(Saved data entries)

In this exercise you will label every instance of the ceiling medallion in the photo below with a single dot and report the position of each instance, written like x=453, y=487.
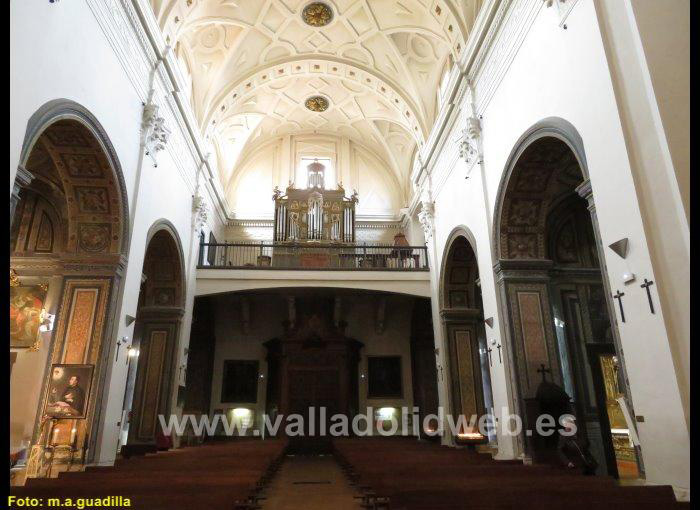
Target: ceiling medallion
x=317, y=103
x=317, y=14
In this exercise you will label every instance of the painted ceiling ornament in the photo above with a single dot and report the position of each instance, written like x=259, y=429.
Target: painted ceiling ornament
x=155, y=132
x=316, y=104
x=317, y=14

* **Work instructions**
Return each line of the listing above word for word, omitting the pictures.

* **The result**
In this exercise you will label every instance of the ceiling medallion in the photo below with a single dot and report the position of each instance, written like x=453, y=487.
Target: ceiling medallion
x=317, y=103
x=317, y=14
In this exercise you will label every instance of the painted ceiling ornament in the photo above with a single dot and report the position of each instance, written like x=259, y=429.
Target: painted ceiling ornament
x=155, y=132
x=316, y=104
x=317, y=14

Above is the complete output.